### [What the task requires]
Your output should be the line with "Definition of the keypoint: for every instance of the steel" followed by every remaining line of the entries, reproduced exactly.

### [Supplied records]

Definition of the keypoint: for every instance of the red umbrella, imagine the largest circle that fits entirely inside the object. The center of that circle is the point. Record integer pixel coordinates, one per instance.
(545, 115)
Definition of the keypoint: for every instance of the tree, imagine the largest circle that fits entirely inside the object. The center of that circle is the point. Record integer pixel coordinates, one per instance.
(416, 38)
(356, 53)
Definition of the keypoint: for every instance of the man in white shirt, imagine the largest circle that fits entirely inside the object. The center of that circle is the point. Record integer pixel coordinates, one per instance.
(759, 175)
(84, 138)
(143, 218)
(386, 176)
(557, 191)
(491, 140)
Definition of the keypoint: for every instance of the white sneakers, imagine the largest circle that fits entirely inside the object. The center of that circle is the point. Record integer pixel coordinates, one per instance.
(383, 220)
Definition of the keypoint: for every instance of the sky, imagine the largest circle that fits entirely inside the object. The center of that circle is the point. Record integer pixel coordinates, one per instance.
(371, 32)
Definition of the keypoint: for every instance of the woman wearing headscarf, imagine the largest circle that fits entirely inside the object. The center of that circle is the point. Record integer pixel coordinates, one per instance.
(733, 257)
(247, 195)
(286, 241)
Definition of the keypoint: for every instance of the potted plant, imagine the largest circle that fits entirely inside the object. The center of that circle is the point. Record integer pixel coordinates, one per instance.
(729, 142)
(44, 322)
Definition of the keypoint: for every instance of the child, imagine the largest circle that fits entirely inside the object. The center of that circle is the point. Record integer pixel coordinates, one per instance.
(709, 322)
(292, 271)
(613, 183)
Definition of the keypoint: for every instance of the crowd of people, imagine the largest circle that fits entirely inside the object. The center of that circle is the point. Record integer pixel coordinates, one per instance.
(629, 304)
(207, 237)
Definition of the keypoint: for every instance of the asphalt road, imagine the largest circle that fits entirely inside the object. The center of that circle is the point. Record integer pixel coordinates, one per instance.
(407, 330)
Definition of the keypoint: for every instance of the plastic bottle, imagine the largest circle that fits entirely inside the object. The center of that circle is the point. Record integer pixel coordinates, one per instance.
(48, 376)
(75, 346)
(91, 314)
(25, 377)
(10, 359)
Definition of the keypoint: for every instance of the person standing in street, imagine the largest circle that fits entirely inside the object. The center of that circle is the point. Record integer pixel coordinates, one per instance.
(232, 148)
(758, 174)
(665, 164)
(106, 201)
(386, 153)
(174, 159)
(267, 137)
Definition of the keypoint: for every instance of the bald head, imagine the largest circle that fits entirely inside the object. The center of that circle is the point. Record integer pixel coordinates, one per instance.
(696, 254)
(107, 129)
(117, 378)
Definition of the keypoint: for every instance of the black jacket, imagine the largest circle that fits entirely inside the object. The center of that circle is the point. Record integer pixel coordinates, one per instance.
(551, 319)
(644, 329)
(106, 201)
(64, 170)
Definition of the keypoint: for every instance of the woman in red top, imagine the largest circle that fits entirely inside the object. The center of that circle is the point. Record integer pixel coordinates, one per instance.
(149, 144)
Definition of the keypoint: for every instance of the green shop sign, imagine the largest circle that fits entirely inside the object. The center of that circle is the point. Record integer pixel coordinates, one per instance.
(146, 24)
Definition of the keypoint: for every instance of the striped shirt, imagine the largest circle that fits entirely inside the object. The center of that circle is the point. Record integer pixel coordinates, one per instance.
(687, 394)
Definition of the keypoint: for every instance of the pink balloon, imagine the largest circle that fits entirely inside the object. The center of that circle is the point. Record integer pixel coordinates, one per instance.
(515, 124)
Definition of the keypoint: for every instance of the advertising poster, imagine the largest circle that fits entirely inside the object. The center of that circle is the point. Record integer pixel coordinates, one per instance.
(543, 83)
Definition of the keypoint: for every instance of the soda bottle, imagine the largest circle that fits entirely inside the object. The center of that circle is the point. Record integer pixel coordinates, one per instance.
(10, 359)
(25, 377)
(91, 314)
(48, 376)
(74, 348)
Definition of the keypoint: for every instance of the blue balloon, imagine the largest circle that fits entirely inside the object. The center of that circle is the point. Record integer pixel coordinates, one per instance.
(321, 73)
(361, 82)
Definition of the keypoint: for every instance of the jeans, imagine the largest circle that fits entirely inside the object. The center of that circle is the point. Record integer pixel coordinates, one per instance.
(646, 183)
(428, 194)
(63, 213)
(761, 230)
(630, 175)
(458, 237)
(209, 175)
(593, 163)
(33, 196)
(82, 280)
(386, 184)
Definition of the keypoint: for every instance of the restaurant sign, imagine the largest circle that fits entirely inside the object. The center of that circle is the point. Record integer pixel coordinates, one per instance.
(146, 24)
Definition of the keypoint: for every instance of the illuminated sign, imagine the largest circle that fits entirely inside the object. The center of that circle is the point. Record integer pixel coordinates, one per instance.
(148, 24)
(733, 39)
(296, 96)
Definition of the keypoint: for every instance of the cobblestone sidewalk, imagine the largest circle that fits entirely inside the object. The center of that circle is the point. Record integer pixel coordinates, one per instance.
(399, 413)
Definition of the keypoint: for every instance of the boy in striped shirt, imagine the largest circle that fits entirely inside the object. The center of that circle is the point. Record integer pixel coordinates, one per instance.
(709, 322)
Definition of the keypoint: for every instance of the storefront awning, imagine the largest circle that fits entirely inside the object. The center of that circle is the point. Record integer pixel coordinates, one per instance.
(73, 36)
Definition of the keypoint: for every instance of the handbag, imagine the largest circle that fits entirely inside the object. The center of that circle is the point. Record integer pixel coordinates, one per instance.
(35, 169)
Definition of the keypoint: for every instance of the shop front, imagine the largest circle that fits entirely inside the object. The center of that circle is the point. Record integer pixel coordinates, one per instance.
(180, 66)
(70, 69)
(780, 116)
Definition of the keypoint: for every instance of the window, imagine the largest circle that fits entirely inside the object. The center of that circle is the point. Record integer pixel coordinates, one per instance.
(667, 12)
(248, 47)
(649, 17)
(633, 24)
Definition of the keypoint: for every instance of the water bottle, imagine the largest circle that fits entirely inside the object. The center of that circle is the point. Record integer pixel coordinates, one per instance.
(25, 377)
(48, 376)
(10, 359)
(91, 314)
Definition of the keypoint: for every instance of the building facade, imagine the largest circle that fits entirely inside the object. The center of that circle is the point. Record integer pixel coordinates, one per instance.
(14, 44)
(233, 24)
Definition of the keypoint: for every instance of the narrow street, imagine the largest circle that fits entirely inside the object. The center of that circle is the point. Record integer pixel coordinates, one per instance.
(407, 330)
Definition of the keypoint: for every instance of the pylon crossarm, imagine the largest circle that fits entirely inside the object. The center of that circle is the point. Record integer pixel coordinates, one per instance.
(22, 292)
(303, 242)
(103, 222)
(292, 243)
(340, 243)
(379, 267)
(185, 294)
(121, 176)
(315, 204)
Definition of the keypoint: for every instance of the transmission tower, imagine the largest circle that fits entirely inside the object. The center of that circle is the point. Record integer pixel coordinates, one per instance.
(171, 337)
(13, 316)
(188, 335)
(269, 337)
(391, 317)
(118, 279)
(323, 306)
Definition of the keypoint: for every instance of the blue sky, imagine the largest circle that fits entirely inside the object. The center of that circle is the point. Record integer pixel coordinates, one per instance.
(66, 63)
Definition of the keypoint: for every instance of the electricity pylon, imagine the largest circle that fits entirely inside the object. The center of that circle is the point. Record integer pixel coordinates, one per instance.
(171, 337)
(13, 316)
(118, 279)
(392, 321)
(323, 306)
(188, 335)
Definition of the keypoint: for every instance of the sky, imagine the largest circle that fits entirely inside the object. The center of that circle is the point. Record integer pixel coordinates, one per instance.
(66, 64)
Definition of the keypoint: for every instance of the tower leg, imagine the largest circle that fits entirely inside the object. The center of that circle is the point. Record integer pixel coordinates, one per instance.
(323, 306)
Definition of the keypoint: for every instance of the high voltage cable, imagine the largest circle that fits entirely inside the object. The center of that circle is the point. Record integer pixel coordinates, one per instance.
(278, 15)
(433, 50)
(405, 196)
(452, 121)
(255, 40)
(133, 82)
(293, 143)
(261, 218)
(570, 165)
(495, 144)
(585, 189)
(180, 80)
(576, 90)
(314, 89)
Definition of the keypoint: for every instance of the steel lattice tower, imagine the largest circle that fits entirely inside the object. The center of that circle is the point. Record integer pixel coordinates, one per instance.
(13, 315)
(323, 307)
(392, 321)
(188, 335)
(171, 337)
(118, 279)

### [Final answer]
Definition of the keypoint: for every instance of the steel lattice tower, imagine the largest circle that fits entirely inside the object. The center of that circle is the point. Record integer pixel coordinates, one per instance.
(13, 315)
(323, 307)
(392, 321)
(188, 335)
(171, 337)
(118, 279)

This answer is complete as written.